STATED EXERCISE A.
Rewrite the records below, changing "wall poster" to "wall calendar" and leaving everything else untouched.

EXCERPT PROVIDED.
In the recently released book “Embracing America: A Cuban Exile Comes of
Age” by Margaret L. Paris, on sale at Barnes & Noble, is the story of
Elena M. Borkland. Elena’s mother, Dr. Olga C. De la Maza was a poet who
died in 2002. Before her death, Elena edited and translated her poems in
a bilingual book titled “Todo el mar Para mis Sueños/All the Sea for my
Dreams,” which was published in 2001.
I doubt we will hear much about these books, because as usual, the U.S.
media and academia ignore anything revealing about the Castro regime
because it doesn’t fit comfortably with their slant. They are very
careful not to offend the tyrant of Cuba, but have no misgivings about
offending his victims.
The American people have to wake up to this reality of the mainstream
media in America. Their main goals are profit and the imposition of
their political left-leaning agenda that contradicts what the Founding
Fathers dreamed and sacrificed for America.
It is an alarming reality. That is why we have to find alternative
sources of news: The mainstream media cannot be relied upon for balanced
reporting.

STATED EXERCISE B.
From the commentary on the Cuban exile books above, reproduce the passage that begins at the words "The American people" and stops after "sacrificed for America.".

TASK MATERIAL.
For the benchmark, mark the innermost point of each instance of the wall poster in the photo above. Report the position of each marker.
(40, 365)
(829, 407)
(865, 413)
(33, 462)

CORRECT ANSWER A.
For the benchmark, mark the innermost point of each instance of the wall calendar in the photo above. Report the position of each marker.
(40, 365)
(829, 407)
(865, 413)
(33, 462)

CORRECT ANSWER B.
The American people have to wake up to this reality of the mainstream
media in America. Their main goals are profit and the imposition of
their political left-leaning agenda that contradicts what the Founding
Fathers dreamed and sacrificed for America.